Copy the data below word for word, everything from the line containing "Exercise. Pin every instance of the man in" down to the end of the data, with both ends included.

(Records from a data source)
[START]
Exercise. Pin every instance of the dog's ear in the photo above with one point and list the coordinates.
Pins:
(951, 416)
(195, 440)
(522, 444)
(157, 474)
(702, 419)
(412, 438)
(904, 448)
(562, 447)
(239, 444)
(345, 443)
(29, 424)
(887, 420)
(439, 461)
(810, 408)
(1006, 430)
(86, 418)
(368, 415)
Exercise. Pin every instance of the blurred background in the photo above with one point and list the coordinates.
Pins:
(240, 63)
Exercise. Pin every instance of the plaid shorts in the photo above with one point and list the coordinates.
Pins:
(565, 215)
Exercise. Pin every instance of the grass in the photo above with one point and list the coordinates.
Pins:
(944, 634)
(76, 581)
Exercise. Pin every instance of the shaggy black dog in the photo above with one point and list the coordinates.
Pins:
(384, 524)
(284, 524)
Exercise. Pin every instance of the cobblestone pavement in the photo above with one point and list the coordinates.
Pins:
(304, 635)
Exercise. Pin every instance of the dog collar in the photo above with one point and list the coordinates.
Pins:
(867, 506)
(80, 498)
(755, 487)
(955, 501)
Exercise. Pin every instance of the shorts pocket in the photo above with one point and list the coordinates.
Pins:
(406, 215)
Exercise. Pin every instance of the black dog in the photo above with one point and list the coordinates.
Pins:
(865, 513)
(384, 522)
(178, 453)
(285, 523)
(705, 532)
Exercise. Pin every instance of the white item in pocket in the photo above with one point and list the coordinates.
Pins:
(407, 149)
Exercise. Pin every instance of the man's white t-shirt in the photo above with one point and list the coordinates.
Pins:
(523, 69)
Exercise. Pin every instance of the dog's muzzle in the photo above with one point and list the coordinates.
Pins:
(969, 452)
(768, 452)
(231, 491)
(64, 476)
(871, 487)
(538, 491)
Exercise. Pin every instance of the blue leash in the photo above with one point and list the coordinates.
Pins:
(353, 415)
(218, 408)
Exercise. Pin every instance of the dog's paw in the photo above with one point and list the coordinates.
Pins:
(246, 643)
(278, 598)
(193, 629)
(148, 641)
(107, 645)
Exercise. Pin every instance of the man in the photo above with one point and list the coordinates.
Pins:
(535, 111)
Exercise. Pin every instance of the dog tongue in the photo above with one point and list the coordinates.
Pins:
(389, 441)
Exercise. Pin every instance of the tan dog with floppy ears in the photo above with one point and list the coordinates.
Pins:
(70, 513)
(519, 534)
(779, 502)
[END]
Answer for the task:
Exercise. Pin every instance of the man in the photo above with one point and list the coordinates.
Pins:
(535, 111)
Exercise. Pin every instance of the dog tongue in the photo above with one point and list the coordinates.
Pins:
(389, 441)
Exercise. Pin every instance of the tan dog with floppy ears in the photo above with one point and list the coordinates.
Pins:
(70, 513)
(519, 534)
(779, 502)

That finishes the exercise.